*Task instructions*. Which lines in the items below contain the word "jersey"? Return each of those lines in full.

*Records supplied*.
- - -

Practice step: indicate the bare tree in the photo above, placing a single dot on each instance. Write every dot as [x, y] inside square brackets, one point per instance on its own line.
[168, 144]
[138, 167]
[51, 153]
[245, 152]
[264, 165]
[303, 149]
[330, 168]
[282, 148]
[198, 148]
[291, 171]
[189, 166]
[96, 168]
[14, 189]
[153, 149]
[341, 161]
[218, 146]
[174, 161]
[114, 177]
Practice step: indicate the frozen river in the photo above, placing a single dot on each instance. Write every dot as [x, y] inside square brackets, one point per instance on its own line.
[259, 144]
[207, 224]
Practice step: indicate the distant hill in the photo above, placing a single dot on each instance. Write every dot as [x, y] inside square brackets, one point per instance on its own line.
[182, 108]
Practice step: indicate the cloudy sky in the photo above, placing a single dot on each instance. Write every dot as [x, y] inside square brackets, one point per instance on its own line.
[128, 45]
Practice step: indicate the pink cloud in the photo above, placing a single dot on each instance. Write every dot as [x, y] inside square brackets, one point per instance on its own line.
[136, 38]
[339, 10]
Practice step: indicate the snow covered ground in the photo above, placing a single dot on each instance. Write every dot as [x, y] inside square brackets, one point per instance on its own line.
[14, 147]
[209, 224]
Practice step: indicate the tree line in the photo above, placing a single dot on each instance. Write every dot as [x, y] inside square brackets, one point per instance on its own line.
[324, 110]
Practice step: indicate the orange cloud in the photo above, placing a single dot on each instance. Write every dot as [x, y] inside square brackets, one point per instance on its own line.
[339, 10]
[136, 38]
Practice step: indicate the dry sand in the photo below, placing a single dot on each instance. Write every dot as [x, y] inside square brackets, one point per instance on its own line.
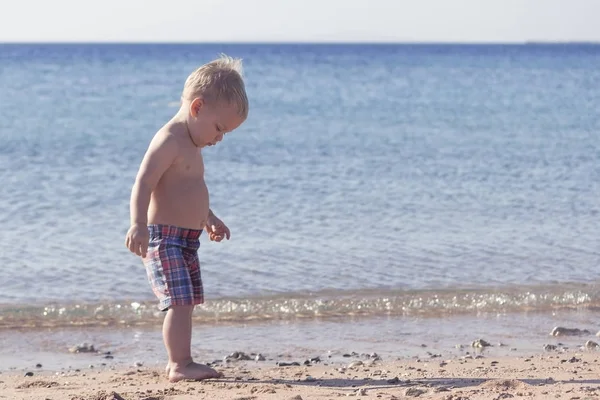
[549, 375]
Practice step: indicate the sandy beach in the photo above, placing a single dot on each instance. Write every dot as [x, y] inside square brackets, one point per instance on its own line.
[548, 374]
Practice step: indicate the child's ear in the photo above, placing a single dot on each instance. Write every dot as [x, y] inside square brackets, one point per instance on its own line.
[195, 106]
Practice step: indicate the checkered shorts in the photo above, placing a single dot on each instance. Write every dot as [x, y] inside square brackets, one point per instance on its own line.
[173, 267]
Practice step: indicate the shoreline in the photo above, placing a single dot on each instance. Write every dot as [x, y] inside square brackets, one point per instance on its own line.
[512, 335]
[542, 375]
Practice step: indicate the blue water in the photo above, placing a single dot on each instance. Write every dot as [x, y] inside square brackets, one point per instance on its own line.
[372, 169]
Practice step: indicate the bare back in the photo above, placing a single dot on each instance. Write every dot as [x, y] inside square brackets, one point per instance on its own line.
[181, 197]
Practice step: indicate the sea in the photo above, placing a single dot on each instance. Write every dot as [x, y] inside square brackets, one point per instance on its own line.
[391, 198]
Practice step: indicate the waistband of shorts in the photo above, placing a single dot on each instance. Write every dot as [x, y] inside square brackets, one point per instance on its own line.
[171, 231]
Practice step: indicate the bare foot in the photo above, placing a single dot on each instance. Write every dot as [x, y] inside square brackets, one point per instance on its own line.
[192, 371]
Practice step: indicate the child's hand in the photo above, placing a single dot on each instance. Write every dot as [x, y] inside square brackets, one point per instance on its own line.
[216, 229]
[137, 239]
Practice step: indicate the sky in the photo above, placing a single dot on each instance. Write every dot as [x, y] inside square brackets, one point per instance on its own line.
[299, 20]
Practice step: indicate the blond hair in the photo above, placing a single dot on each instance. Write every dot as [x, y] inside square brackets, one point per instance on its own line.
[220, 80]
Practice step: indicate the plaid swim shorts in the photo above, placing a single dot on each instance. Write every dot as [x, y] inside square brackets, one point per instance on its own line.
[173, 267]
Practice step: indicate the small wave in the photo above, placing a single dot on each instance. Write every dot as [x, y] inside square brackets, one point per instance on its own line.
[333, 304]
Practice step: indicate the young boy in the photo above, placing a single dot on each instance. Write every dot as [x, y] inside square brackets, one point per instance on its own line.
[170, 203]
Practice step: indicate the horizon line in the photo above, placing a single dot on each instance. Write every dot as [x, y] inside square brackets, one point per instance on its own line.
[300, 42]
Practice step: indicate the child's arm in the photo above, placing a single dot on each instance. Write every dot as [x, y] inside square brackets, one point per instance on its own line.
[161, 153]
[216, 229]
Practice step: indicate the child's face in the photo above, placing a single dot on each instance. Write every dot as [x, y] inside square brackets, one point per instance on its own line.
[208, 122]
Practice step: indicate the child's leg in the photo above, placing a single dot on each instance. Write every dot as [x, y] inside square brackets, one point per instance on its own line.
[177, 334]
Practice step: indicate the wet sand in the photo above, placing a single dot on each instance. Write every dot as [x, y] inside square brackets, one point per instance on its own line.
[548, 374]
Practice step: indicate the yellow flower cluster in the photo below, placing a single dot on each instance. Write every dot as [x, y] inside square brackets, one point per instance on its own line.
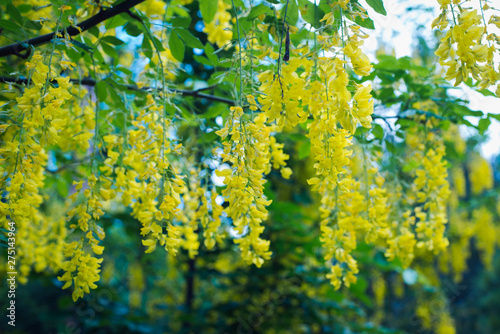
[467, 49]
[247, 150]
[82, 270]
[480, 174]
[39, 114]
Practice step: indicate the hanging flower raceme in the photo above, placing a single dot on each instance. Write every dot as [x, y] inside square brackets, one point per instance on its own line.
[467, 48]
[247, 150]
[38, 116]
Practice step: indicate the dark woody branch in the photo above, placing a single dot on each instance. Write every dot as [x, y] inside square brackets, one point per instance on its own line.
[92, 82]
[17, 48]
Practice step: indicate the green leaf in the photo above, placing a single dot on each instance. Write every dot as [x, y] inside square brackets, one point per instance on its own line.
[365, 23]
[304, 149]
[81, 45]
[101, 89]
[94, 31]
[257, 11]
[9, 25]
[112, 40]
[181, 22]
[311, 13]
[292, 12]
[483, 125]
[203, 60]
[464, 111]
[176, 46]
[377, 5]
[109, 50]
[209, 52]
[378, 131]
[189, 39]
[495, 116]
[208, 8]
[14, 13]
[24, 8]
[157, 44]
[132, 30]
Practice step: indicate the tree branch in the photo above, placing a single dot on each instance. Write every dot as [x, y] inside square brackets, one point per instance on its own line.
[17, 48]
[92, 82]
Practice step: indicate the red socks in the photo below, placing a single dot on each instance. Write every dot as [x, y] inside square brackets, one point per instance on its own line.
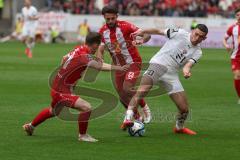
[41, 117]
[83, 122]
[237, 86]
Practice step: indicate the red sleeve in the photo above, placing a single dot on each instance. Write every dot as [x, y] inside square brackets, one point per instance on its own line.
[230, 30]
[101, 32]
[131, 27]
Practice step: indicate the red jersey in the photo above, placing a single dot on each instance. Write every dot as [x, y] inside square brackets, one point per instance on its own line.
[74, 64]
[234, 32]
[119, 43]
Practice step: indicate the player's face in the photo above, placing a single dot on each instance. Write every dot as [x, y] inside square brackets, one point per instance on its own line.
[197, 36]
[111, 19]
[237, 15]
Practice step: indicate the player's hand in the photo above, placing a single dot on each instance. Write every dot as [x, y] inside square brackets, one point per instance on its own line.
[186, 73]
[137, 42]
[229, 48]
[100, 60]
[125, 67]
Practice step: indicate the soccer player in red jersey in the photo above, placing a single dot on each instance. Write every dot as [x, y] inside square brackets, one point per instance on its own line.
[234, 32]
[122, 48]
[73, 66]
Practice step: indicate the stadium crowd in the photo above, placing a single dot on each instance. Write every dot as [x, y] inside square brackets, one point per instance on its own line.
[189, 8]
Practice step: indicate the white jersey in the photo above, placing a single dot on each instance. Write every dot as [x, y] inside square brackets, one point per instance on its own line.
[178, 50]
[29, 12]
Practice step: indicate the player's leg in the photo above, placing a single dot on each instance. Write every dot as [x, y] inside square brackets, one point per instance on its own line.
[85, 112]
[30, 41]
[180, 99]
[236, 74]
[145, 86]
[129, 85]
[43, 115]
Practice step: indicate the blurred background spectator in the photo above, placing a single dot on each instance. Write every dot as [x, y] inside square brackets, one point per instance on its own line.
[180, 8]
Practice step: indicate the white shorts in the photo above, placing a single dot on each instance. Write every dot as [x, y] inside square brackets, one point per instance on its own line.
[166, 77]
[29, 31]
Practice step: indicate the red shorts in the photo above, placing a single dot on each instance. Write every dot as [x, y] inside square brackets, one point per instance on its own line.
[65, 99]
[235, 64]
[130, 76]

- - -

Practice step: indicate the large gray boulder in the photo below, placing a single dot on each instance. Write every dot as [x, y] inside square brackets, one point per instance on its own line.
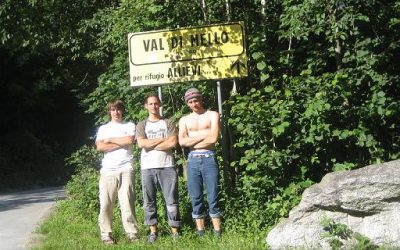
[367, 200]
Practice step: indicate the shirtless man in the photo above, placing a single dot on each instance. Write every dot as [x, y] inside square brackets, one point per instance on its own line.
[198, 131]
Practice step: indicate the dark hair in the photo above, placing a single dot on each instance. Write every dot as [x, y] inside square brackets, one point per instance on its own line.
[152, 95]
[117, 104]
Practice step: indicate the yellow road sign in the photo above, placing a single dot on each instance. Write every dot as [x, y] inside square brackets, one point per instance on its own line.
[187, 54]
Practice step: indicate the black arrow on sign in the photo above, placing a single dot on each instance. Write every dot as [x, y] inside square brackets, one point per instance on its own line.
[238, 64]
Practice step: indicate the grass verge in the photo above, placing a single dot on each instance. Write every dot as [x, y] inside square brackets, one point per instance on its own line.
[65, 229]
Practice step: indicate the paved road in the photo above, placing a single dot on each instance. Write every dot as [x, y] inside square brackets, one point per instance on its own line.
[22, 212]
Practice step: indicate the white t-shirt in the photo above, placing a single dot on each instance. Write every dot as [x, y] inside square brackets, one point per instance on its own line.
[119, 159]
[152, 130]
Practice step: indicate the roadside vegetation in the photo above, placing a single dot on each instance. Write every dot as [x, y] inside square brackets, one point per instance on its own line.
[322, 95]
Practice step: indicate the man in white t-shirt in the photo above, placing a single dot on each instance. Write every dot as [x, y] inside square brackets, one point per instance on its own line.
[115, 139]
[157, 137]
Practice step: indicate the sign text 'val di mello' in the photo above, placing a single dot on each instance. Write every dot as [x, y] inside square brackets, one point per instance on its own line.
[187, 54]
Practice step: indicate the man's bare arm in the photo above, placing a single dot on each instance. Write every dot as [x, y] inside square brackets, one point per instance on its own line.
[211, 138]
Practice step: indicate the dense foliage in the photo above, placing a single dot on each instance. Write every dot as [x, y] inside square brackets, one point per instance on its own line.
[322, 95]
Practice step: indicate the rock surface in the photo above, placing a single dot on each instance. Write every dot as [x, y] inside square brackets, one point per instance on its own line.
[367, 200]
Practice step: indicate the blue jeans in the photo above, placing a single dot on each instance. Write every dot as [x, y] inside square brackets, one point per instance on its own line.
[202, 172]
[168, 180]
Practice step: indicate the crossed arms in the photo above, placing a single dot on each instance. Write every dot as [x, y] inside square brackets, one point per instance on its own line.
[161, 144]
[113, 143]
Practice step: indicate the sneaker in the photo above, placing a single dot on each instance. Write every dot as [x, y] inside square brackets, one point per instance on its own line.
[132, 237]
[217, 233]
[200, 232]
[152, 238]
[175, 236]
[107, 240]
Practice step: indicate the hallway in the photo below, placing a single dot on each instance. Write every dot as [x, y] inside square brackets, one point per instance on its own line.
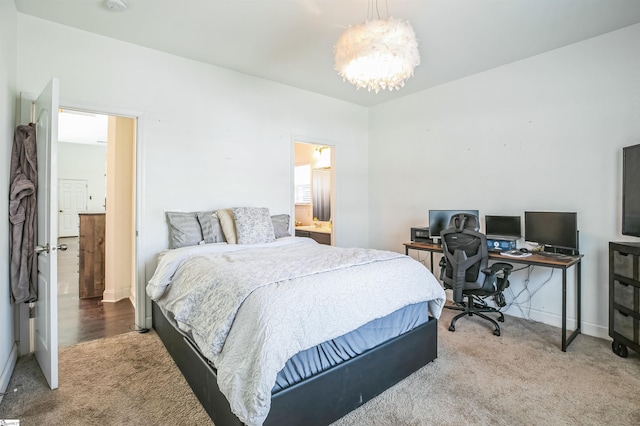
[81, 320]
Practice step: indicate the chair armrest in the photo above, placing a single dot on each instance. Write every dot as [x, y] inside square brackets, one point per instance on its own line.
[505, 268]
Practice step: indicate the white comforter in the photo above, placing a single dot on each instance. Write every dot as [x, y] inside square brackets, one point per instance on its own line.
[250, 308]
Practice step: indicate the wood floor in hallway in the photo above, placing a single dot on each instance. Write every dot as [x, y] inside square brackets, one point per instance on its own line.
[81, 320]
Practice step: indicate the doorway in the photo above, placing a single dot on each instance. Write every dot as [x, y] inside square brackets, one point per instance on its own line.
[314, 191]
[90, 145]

- - -

*Correct answer*.
Practice step: indicate the red jersey in the photo above, placing a single dot on each instance. Write every dot as [x, y] inside square brackets, one point per instance on its own line.
Practice step: indicate the soccer player in red jersey in the photo above, placing a single dot on each instance. Write every dot as [x, y] inside square brackets, one point per instance on its own line.
Practice step: indicate the white jersey in the photo above, placing a single dot on each instance. Write every dot as [x, y] inside square brackets, one point per instance on its own line.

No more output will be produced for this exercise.